• _Work to complete_: Below are records; reply with nothing but the number of lines in them that contain "carport".

• _Data records_:
[Start of section]

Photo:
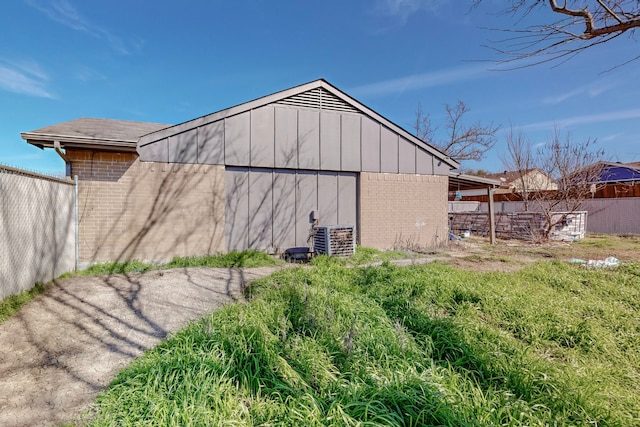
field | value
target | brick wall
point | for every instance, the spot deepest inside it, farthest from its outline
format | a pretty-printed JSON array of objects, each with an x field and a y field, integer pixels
[
  {"x": 147, "y": 211},
  {"x": 398, "y": 210}
]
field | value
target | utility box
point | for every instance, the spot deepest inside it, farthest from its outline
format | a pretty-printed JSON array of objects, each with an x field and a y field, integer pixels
[{"x": 334, "y": 240}]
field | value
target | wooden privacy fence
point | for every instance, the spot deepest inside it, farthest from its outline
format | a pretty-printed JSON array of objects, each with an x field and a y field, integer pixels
[{"x": 520, "y": 225}]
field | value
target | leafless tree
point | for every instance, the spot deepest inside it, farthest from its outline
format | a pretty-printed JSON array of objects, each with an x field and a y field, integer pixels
[
  {"x": 519, "y": 158},
  {"x": 463, "y": 142},
  {"x": 579, "y": 25},
  {"x": 574, "y": 166}
]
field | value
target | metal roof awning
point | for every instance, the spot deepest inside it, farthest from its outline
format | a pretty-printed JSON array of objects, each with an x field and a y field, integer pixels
[{"x": 461, "y": 181}]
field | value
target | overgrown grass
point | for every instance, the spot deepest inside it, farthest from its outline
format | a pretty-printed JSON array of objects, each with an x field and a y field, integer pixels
[
  {"x": 364, "y": 255},
  {"x": 553, "y": 344},
  {"x": 13, "y": 303},
  {"x": 245, "y": 259}
]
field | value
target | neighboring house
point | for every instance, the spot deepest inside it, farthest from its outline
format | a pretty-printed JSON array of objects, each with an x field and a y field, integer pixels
[
  {"x": 616, "y": 179},
  {"x": 525, "y": 181},
  {"x": 511, "y": 182},
  {"x": 256, "y": 175}
]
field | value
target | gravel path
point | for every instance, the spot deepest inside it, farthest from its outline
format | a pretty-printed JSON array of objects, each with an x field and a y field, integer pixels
[{"x": 65, "y": 346}]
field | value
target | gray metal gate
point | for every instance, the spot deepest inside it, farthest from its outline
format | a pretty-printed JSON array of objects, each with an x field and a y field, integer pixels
[{"x": 269, "y": 209}]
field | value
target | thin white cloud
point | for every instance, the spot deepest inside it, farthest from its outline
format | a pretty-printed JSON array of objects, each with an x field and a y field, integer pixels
[
  {"x": 421, "y": 81},
  {"x": 589, "y": 118},
  {"x": 403, "y": 9},
  {"x": 87, "y": 74},
  {"x": 65, "y": 13},
  {"x": 591, "y": 91},
  {"x": 25, "y": 78}
]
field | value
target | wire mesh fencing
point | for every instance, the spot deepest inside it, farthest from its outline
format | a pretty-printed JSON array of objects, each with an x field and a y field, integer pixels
[{"x": 37, "y": 229}]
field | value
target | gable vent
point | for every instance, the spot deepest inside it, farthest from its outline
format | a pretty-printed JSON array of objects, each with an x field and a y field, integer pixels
[{"x": 318, "y": 98}]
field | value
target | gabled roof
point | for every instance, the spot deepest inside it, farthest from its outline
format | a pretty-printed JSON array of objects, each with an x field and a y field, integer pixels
[
  {"x": 316, "y": 94},
  {"x": 92, "y": 133}
]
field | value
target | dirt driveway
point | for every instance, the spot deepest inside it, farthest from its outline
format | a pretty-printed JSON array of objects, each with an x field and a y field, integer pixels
[{"x": 65, "y": 346}]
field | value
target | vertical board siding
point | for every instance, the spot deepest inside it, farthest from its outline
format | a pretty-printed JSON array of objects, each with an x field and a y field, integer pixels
[
  {"x": 370, "y": 145},
  {"x": 388, "y": 151},
  {"x": 306, "y": 202},
  {"x": 309, "y": 139},
  {"x": 156, "y": 152},
  {"x": 406, "y": 157},
  {"x": 237, "y": 131},
  {"x": 327, "y": 198},
  {"x": 284, "y": 209},
  {"x": 183, "y": 147},
  {"x": 351, "y": 143},
  {"x": 424, "y": 162},
  {"x": 262, "y": 137},
  {"x": 211, "y": 143},
  {"x": 269, "y": 209},
  {"x": 286, "y": 150},
  {"x": 260, "y": 209},
  {"x": 236, "y": 184},
  {"x": 329, "y": 141},
  {"x": 279, "y": 136},
  {"x": 347, "y": 199}
]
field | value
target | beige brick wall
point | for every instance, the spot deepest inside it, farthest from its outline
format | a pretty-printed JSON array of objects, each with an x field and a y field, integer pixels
[
  {"x": 147, "y": 211},
  {"x": 401, "y": 210}
]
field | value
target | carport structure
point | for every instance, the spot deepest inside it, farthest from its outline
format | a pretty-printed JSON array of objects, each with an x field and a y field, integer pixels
[
  {"x": 460, "y": 181},
  {"x": 252, "y": 176}
]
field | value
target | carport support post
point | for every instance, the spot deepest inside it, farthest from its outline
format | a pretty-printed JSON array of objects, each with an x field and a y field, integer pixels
[{"x": 492, "y": 222}]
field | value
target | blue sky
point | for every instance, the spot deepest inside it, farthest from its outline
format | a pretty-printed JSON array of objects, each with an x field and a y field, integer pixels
[{"x": 167, "y": 62}]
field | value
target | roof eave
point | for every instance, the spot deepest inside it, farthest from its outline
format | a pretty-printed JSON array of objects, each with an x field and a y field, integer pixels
[{"x": 48, "y": 141}]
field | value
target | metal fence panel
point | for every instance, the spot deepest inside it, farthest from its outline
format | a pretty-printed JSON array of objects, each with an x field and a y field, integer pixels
[{"x": 37, "y": 229}]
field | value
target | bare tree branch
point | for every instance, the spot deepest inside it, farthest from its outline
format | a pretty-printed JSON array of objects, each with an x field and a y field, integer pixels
[
  {"x": 463, "y": 142},
  {"x": 583, "y": 24},
  {"x": 574, "y": 166}
]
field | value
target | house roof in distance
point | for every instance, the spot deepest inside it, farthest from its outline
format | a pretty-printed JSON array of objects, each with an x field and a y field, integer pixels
[{"x": 105, "y": 134}]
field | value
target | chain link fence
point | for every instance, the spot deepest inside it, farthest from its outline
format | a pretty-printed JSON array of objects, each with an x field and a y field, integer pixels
[{"x": 37, "y": 229}]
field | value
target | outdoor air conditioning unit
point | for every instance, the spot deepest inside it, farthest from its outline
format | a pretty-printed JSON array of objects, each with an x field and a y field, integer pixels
[{"x": 334, "y": 240}]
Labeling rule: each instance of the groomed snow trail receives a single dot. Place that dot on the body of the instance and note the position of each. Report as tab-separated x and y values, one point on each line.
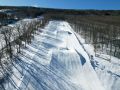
54	60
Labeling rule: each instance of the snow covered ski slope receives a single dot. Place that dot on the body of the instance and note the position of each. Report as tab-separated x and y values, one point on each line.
55	60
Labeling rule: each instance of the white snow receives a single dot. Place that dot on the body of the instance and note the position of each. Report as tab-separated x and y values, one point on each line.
56	60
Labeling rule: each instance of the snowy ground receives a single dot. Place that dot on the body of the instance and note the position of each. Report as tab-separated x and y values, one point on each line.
107	67
55	60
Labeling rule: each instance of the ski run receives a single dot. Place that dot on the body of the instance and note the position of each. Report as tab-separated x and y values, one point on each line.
57	60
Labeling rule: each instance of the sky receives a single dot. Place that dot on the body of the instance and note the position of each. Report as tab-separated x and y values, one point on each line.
65	4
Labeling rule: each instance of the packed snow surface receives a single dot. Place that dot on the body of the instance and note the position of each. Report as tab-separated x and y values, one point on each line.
55	60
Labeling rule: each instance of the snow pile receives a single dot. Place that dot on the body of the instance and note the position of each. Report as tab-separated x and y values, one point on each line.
55	60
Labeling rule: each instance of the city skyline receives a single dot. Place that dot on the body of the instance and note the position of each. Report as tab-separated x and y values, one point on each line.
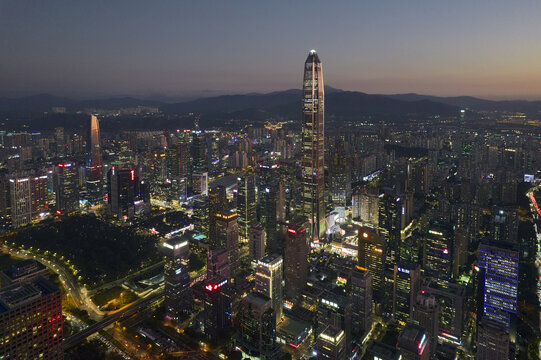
443	49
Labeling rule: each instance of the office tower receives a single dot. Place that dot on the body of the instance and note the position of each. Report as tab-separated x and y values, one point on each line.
200	183
66	179
313	147
246	205
218	263
31	321
217	303
499	273
331	344
413	343
217	203
178	296
256	234
425	313
380	351
95	150
125	198
23	271
296	258
273	211
450	298
227	234
371	255
60	140
336	311
257	326
438	249
504	224
360	292
268	281
407	283
492	341
366	207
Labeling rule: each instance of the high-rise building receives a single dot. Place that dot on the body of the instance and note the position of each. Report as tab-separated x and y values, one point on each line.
313	146
492	341
65	184
95	150
217	203
499	273
125	198
438	249
296	259
268	281
218	263
407	283
335	310
217	303
31	321
380	351
246	205
425	313
257	326
331	344
256	235
360	290
413	343
227	233
450	298
371	255
178	297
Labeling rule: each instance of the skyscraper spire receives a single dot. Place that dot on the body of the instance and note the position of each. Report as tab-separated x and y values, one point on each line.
313	147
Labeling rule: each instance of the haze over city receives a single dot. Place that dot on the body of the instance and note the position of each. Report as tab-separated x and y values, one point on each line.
205	48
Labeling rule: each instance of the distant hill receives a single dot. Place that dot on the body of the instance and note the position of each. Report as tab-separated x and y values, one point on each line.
342	104
45	102
474	103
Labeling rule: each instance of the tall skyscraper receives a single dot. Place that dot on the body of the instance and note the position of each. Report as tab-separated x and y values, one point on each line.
313	146
178	297
296	258
227	233
246	205
65	184
95	150
31	321
268	281
256	235
360	290
499	281
257	326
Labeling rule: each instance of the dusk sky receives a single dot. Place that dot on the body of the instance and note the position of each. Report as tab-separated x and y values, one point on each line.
97	48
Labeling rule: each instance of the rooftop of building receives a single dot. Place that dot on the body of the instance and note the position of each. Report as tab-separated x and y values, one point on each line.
22	293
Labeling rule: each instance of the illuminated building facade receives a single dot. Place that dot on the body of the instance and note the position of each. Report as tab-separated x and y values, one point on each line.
31	324
296	259
413	343
437	254
227	233
331	344
268	281
371	256
499	273
407	283
360	290
177	291
246	205
65	184
313	147
257	326
217	303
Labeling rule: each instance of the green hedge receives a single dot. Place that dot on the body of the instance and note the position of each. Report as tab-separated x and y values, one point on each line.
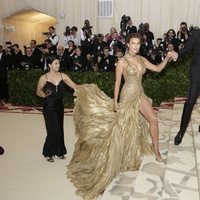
164	86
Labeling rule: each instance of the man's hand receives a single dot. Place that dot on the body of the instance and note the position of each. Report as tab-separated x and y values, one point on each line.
174	56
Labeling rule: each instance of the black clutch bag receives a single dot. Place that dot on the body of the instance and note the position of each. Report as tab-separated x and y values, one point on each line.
46	89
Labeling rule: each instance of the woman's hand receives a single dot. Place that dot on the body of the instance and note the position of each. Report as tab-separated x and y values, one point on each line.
115	107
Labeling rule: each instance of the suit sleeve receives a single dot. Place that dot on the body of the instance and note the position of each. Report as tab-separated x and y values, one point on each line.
189	44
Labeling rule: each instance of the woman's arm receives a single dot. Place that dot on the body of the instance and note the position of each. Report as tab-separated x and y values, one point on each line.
118	76
157	68
40	85
69	82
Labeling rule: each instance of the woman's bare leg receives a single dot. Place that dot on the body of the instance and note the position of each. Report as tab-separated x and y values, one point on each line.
147	111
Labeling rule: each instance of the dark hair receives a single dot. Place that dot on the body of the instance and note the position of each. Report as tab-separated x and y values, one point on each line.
74	28
34	41
16	45
133	35
172	31
52	27
50	59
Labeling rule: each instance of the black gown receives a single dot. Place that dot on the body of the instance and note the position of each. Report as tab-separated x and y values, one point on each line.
53	111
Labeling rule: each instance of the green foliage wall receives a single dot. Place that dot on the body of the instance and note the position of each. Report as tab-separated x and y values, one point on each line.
164	86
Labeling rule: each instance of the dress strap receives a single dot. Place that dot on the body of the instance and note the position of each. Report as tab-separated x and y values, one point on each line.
46	77
61	75
143	65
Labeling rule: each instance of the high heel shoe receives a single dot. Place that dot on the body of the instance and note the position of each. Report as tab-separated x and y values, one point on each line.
62	157
157	154
49	159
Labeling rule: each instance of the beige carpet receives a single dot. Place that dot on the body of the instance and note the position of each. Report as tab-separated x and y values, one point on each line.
24	173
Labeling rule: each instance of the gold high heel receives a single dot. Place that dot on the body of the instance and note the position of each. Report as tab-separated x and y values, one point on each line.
157	154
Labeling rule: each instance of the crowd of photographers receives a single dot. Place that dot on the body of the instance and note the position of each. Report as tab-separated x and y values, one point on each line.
82	50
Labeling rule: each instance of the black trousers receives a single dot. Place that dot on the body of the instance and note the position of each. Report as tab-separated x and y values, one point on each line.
193	93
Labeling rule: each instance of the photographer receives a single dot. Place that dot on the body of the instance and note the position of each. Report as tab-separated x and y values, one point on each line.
86	37
123	26
3	76
29	60
130	28
171	38
106	62
79	61
52	36
183	34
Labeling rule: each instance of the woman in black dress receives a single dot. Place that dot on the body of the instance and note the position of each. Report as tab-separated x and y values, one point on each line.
51	87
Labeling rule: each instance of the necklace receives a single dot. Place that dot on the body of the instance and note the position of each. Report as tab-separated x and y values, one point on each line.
131	54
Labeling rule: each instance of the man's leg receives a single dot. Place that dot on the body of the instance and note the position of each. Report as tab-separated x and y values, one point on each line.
194	89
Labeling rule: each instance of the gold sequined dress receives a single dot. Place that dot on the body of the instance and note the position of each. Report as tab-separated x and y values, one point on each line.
108	142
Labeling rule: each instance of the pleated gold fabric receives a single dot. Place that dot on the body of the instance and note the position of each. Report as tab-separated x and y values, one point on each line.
108	142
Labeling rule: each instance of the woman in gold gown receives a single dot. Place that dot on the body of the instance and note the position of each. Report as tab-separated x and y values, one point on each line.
112	136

[End of section]

• _Answer_: 2